>> begin
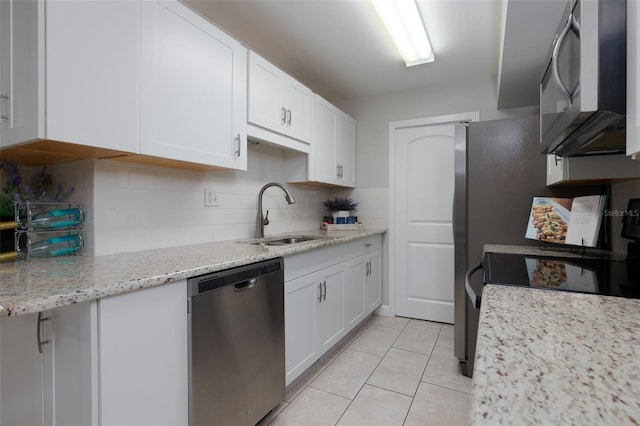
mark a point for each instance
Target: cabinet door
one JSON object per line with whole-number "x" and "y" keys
{"x": 266, "y": 94}
{"x": 346, "y": 148}
{"x": 373, "y": 282}
{"x": 143, "y": 357}
{"x": 92, "y": 73}
{"x": 21, "y": 71}
{"x": 73, "y": 365}
{"x": 324, "y": 142}
{"x": 21, "y": 372}
{"x": 300, "y": 300}
{"x": 354, "y": 278}
{"x": 331, "y": 308}
{"x": 633, "y": 83}
{"x": 194, "y": 88}
{"x": 299, "y": 110}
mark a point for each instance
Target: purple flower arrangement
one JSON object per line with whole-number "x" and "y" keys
{"x": 37, "y": 189}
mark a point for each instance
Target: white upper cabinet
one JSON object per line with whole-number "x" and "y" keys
{"x": 87, "y": 93}
{"x": 193, "y": 88}
{"x": 333, "y": 160}
{"x": 633, "y": 85}
{"x": 144, "y": 81}
{"x": 280, "y": 108}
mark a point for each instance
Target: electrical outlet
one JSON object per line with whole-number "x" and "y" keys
{"x": 211, "y": 199}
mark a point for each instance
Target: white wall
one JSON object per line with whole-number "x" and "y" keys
{"x": 135, "y": 207}
{"x": 374, "y": 113}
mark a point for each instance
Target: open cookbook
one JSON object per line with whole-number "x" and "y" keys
{"x": 573, "y": 221}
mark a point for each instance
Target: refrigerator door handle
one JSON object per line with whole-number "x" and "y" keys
{"x": 475, "y": 299}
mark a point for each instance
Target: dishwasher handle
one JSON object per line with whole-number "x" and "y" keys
{"x": 475, "y": 299}
{"x": 245, "y": 285}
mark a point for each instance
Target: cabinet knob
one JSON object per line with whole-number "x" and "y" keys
{"x": 6, "y": 98}
{"x": 39, "y": 337}
{"x": 238, "y": 145}
{"x": 557, "y": 159}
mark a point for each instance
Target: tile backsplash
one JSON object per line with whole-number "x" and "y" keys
{"x": 134, "y": 207}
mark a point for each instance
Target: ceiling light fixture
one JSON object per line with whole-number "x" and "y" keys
{"x": 402, "y": 19}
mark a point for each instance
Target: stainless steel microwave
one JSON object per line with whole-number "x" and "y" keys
{"x": 583, "y": 85}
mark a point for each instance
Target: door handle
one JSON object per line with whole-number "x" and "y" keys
{"x": 571, "y": 25}
{"x": 238, "y": 145}
{"x": 5, "y": 98}
{"x": 245, "y": 285}
{"x": 39, "y": 337}
{"x": 475, "y": 299}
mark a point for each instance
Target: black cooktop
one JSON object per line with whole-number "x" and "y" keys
{"x": 584, "y": 275}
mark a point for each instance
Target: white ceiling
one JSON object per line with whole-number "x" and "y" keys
{"x": 340, "y": 49}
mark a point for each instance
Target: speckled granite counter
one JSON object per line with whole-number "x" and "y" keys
{"x": 41, "y": 284}
{"x": 556, "y": 358}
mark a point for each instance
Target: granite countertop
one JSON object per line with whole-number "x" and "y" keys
{"x": 556, "y": 358}
{"x": 27, "y": 287}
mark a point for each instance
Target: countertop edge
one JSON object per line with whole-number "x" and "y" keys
{"x": 94, "y": 265}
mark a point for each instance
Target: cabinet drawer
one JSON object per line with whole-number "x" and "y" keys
{"x": 301, "y": 264}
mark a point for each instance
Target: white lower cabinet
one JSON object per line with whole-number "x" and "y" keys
{"x": 121, "y": 360}
{"x": 48, "y": 367}
{"x": 373, "y": 280}
{"x": 328, "y": 292}
{"x": 144, "y": 357}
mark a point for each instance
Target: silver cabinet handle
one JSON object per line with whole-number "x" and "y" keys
{"x": 571, "y": 25}
{"x": 557, "y": 159}
{"x": 6, "y": 98}
{"x": 238, "y": 145}
{"x": 39, "y": 337}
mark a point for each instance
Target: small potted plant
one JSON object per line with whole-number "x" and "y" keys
{"x": 340, "y": 208}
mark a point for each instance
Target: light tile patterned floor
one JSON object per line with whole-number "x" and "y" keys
{"x": 395, "y": 371}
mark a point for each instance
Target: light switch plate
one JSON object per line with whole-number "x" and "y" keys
{"x": 211, "y": 199}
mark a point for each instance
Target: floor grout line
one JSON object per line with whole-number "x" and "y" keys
{"x": 347, "y": 346}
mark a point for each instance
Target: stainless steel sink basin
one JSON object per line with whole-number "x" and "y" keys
{"x": 286, "y": 240}
{"x": 289, "y": 240}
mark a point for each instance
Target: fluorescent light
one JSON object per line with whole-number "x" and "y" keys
{"x": 402, "y": 19}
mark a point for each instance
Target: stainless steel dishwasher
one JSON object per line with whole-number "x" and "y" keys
{"x": 236, "y": 344}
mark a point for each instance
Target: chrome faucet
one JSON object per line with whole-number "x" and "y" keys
{"x": 262, "y": 220}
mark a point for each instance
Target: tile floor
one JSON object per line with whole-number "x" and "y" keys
{"x": 394, "y": 371}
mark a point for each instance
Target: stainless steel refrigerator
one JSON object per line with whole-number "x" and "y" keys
{"x": 499, "y": 169}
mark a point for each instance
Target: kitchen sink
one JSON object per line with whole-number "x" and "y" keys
{"x": 286, "y": 240}
{"x": 289, "y": 240}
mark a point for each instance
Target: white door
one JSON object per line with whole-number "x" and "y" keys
{"x": 424, "y": 251}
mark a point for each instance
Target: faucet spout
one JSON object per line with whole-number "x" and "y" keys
{"x": 261, "y": 220}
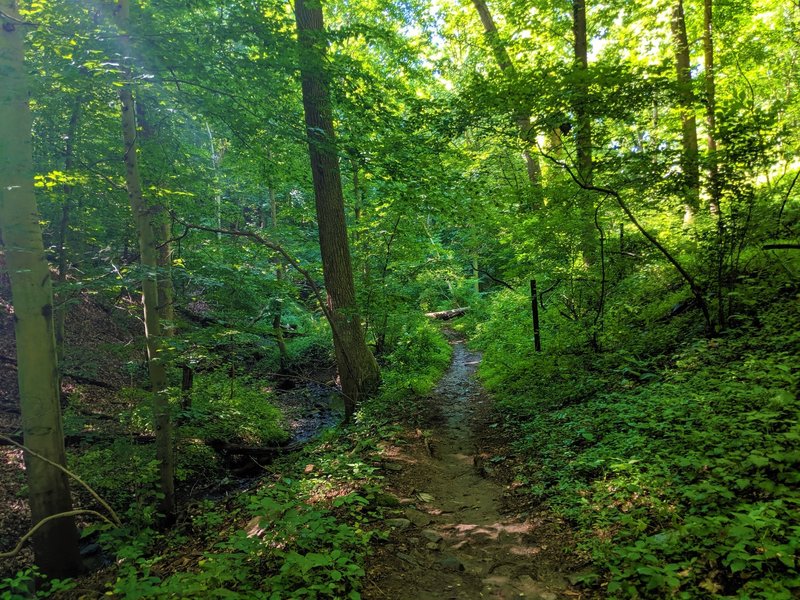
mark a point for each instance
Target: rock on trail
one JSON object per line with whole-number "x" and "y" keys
{"x": 453, "y": 540}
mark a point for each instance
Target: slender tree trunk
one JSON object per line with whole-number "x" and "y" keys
{"x": 358, "y": 370}
{"x": 523, "y": 122}
{"x": 711, "y": 107}
{"x": 55, "y": 545}
{"x": 215, "y": 160}
{"x": 283, "y": 353}
{"x": 149, "y": 263}
{"x": 162, "y": 225}
{"x": 689, "y": 156}
{"x": 583, "y": 129}
{"x": 61, "y": 250}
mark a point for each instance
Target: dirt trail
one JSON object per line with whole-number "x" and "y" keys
{"x": 453, "y": 540}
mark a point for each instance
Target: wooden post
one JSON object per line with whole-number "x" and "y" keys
{"x": 537, "y": 340}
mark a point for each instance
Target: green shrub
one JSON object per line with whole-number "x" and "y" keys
{"x": 232, "y": 409}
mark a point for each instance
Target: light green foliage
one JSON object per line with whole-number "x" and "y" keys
{"x": 132, "y": 486}
{"x": 679, "y": 465}
{"x": 420, "y": 356}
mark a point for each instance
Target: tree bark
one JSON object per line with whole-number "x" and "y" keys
{"x": 149, "y": 263}
{"x": 690, "y": 171}
{"x": 277, "y": 329}
{"x": 55, "y": 544}
{"x": 583, "y": 130}
{"x": 358, "y": 370}
{"x": 711, "y": 107}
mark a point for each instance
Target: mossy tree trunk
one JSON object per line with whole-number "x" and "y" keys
{"x": 156, "y": 360}
{"x": 358, "y": 370}
{"x": 690, "y": 170}
{"x": 55, "y": 545}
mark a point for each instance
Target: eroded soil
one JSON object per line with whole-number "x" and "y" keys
{"x": 460, "y": 533}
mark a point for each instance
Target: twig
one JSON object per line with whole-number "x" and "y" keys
{"x": 94, "y": 494}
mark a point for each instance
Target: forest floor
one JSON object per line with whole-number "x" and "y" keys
{"x": 463, "y": 532}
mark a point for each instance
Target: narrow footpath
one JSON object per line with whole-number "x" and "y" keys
{"x": 454, "y": 538}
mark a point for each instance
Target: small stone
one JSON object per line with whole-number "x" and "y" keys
{"x": 398, "y": 523}
{"x": 419, "y": 518}
{"x": 579, "y": 576}
{"x": 431, "y": 535}
{"x": 451, "y": 563}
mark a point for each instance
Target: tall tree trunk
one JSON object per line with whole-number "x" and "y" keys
{"x": 55, "y": 545}
{"x": 358, "y": 370}
{"x": 149, "y": 263}
{"x": 216, "y": 158}
{"x": 522, "y": 120}
{"x": 689, "y": 163}
{"x": 63, "y": 229}
{"x": 283, "y": 353}
{"x": 583, "y": 130}
{"x": 711, "y": 107}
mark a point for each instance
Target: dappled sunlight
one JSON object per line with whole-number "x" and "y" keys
{"x": 464, "y": 534}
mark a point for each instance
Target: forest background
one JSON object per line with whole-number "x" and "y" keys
{"x": 639, "y": 162}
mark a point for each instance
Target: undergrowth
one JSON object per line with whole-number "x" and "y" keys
{"x": 678, "y": 462}
{"x": 303, "y": 532}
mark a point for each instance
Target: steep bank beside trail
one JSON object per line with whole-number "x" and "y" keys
{"x": 457, "y": 535}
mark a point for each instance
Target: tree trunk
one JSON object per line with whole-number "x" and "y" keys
{"x": 61, "y": 249}
{"x": 711, "y": 107}
{"x": 689, "y": 166}
{"x": 162, "y": 225}
{"x": 523, "y": 122}
{"x": 55, "y": 545}
{"x": 358, "y": 370}
{"x": 149, "y": 263}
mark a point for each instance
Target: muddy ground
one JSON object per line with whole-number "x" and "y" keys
{"x": 463, "y": 531}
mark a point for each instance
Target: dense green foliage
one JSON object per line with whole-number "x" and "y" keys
{"x": 675, "y": 456}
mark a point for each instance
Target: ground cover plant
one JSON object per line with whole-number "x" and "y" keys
{"x": 677, "y": 463}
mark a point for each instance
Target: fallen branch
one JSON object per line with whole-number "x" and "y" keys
{"x": 446, "y": 315}
{"x": 35, "y": 528}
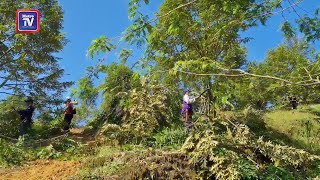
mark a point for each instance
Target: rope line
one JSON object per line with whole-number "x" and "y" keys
{"x": 35, "y": 141}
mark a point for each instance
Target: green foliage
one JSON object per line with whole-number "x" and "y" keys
{"x": 9, "y": 119}
{"x": 140, "y": 164}
{"x": 87, "y": 95}
{"x": 28, "y": 62}
{"x": 12, "y": 154}
{"x": 100, "y": 45}
{"x": 170, "y": 138}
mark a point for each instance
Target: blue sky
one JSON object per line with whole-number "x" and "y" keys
{"x": 87, "y": 20}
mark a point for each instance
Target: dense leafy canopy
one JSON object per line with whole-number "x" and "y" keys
{"x": 28, "y": 62}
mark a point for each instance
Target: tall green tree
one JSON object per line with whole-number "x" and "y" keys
{"x": 28, "y": 63}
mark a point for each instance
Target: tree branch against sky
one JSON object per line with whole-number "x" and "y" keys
{"x": 28, "y": 63}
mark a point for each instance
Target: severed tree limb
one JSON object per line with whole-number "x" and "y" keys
{"x": 243, "y": 74}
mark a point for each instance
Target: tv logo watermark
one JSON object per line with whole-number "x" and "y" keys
{"x": 28, "y": 21}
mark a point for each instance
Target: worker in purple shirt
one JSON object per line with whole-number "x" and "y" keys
{"x": 187, "y": 110}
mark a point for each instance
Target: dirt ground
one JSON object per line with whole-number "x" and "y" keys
{"x": 48, "y": 169}
{"x": 42, "y": 169}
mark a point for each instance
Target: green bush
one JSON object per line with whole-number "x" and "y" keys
{"x": 12, "y": 154}
{"x": 173, "y": 138}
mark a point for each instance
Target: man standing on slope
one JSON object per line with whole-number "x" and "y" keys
{"x": 69, "y": 111}
{"x": 187, "y": 111}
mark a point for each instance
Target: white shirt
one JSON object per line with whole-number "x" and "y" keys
{"x": 188, "y": 99}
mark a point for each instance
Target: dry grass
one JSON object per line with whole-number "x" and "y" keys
{"x": 300, "y": 126}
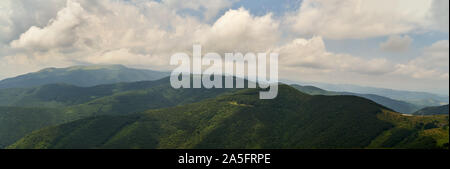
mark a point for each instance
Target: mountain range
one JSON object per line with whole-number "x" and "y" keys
{"x": 83, "y": 76}
{"x": 396, "y": 105}
{"x": 435, "y": 110}
{"x": 241, "y": 120}
{"x": 131, "y": 113}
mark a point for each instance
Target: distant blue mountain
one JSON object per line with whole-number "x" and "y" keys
{"x": 83, "y": 76}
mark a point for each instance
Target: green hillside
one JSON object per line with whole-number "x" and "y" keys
{"x": 433, "y": 110}
{"x": 15, "y": 122}
{"x": 82, "y": 76}
{"x": 396, "y": 105}
{"x": 242, "y": 120}
{"x": 58, "y": 103}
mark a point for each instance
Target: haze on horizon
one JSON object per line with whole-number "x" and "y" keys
{"x": 400, "y": 44}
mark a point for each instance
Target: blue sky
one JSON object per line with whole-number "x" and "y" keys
{"x": 399, "y": 44}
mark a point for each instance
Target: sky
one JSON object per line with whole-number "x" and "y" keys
{"x": 398, "y": 44}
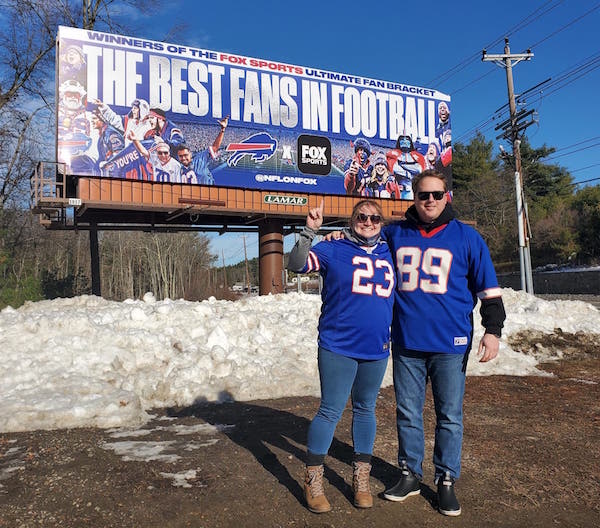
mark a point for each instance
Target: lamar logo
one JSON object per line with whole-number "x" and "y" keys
{"x": 286, "y": 200}
{"x": 314, "y": 154}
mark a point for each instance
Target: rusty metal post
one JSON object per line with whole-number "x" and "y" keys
{"x": 270, "y": 256}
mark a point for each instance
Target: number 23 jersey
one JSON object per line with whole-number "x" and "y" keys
{"x": 357, "y": 295}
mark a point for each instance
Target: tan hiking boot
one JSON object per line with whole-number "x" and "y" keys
{"x": 313, "y": 490}
{"x": 361, "y": 485}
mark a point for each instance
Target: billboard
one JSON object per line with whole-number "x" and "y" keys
{"x": 137, "y": 109}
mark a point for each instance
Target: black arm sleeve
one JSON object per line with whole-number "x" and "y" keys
{"x": 299, "y": 253}
{"x": 492, "y": 315}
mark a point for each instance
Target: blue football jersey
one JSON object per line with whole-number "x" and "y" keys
{"x": 357, "y": 295}
{"x": 440, "y": 275}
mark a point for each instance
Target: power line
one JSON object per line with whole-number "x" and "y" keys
{"x": 443, "y": 77}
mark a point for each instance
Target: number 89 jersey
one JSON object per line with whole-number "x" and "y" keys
{"x": 440, "y": 275}
{"x": 357, "y": 295}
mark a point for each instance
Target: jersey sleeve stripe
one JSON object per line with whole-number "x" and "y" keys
{"x": 313, "y": 263}
{"x": 490, "y": 293}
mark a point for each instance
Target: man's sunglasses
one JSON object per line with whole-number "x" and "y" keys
{"x": 424, "y": 195}
{"x": 362, "y": 218}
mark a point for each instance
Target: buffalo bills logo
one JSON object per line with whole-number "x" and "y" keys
{"x": 260, "y": 147}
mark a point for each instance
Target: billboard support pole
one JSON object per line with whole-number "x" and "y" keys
{"x": 270, "y": 256}
{"x": 95, "y": 260}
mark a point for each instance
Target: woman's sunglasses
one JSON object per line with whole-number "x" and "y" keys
{"x": 424, "y": 195}
{"x": 362, "y": 218}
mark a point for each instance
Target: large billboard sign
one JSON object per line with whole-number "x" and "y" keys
{"x": 132, "y": 108}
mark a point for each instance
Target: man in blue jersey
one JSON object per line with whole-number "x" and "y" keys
{"x": 196, "y": 168}
{"x": 442, "y": 267}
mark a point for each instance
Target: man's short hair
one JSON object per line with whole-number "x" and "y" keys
{"x": 431, "y": 173}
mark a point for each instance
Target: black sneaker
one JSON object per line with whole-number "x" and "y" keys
{"x": 407, "y": 485}
{"x": 447, "y": 502}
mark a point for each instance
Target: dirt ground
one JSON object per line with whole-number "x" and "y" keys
{"x": 531, "y": 458}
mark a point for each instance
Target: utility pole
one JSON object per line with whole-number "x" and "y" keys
{"x": 512, "y": 129}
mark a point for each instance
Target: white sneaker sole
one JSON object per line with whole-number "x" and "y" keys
{"x": 395, "y": 498}
{"x": 449, "y": 513}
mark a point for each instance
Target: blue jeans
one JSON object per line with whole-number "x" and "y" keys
{"x": 342, "y": 377}
{"x": 447, "y": 374}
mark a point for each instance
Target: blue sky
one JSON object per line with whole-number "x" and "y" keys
{"x": 430, "y": 44}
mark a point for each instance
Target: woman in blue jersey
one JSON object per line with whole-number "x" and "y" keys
{"x": 354, "y": 337}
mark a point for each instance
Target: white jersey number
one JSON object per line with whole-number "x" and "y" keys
{"x": 363, "y": 275}
{"x": 435, "y": 262}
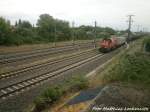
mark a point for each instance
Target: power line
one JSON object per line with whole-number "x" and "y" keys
{"x": 73, "y": 32}
{"x": 95, "y": 25}
{"x": 129, "y": 26}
>> end
◆ Challenge
Report every line of the items above that contains the word "refrigerator".

◆ Task solution
Target: refrigerator door handle
Target: stainless steel refrigerator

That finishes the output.